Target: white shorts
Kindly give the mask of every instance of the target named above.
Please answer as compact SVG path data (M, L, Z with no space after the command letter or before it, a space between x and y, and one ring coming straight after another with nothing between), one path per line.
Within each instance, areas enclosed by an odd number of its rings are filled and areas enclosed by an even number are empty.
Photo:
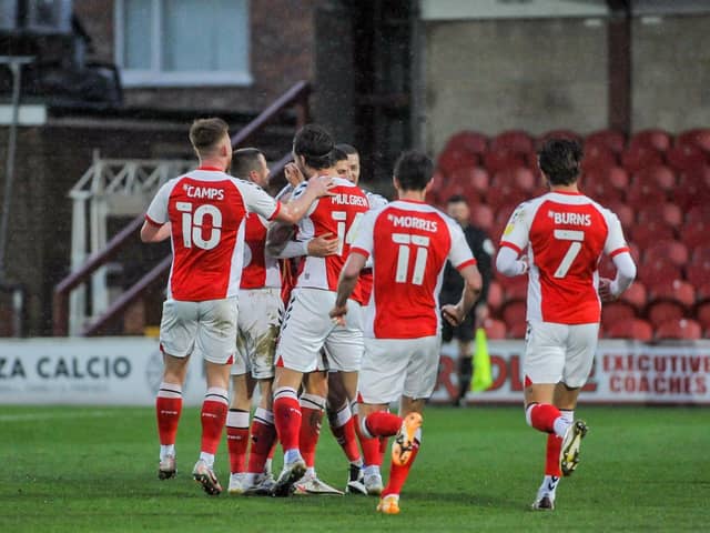
M160 322L161 350L175 358L193 351L206 361L234 361L236 342L236 296L204 302L165 300Z
M334 325L328 316L334 305L333 291L294 289L276 345L277 366L303 373L324 370L321 349L326 348L329 370L359 370L364 350L359 304L347 301L344 326Z
M442 339L365 339L358 392L364 403L427 399L436 386Z
M232 375L251 372L255 380L274 376L274 354L283 312L281 289L240 291L236 358Z
M528 322L523 375L532 383L559 383L577 389L587 382L597 352L599 323Z

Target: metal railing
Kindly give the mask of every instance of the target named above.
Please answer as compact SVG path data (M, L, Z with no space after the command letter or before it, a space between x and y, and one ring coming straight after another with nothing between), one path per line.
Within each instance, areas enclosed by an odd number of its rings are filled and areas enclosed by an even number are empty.
M272 122L281 112L286 109L295 108L296 111L296 129L301 128L308 121L310 107L308 97L311 94L311 84L307 81L298 81L286 92L278 97L271 105L262 111L254 120L242 128L232 137L232 147L237 148ZM286 163L291 160L291 153L284 155L276 162L271 171L272 175L276 175L283 171ZM70 273L54 289L53 296L53 334L65 336L69 333L69 298L71 291L90 280L91 275L101 266L105 265L115 254L126 245L131 239L135 238L138 230L143 224L143 214L133 219L123 230L114 235L101 252L92 254L87 262L77 271ZM129 290L121 294L108 310L88 324L81 332L81 335L97 335L111 321L116 319L129 305L135 302L141 295L155 282L163 279L170 270L171 258L163 259L150 272L143 275Z

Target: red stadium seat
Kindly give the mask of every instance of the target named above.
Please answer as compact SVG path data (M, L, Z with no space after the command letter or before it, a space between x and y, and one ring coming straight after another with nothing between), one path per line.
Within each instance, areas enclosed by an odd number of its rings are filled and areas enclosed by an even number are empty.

====

Direction
Could you copy every line above word for word, leaving out the pictures?

Reply
Target: white shorts
Kindly give the mask of every instance of the target named above.
Please answer as compact SVG path data (M, L, Z with no space after the command letter or before it, a space between x and y, and one ring coming straight after another with nothing between), one path per line.
Within each instance, areas enclosed by an odd number of its rings are filled and areas enclosed by an even number are empty.
Photo:
M160 322L161 350L175 358L193 351L206 361L234 361L236 342L236 296L204 302L165 300Z
M334 325L328 316L334 305L333 291L294 289L276 345L277 366L303 373L324 370L321 349L326 348L329 370L359 370L364 350L359 304L347 301L344 326Z
M442 339L365 339L358 392L364 403L427 399L436 386Z
M232 375L251 372L255 380L274 376L274 354L283 312L281 289L240 291L236 358Z
M528 322L523 375L532 383L559 383L577 389L587 382L597 352L599 323Z

Target: metal railing
Kindly give the mask of every instance of the target named above.
Please answer as compact SVG path data (M, L, Z with no space after the command letter or before it, a space between x and y, and one ring coming straight after another with nothing between), one path per line.
Within each instance, areas enclosed by an odd number of its rings are filled and areas enclosed by an even number are empty.
M272 122L281 112L286 109L295 108L296 111L296 129L301 128L308 121L310 107L308 97L311 94L311 84L307 81L298 81L286 92L278 97L271 105L262 111L254 120L242 128L232 137L232 147L237 148ZM286 163L291 160L291 153L284 155L276 162L271 171L272 175L276 175L283 171ZM70 273L54 289L53 296L53 334L65 336L69 333L69 298L71 291L90 280L91 275L101 266L105 265L115 254L126 245L131 239L135 238L138 230L143 224L143 214L133 219L123 230L114 235L101 252L92 254L87 262L77 271ZM129 290L121 294L108 310L88 324L81 332L81 335L97 335L111 321L116 319L129 305L135 302L141 295L155 282L163 279L170 270L171 258L163 259L150 272L143 275Z

Target: red stadium seat
Kindly give the mask of every instance of the target named above.
Please answer as compact SVG path data (M, L, Z with no space after the command letter or before it, a space between x and y, and one ring coming straight after another with nothing between), one path per line.
Within each instance, areas enclosed by an odd number of its rings are filled and areas enclosed by an even number are empty.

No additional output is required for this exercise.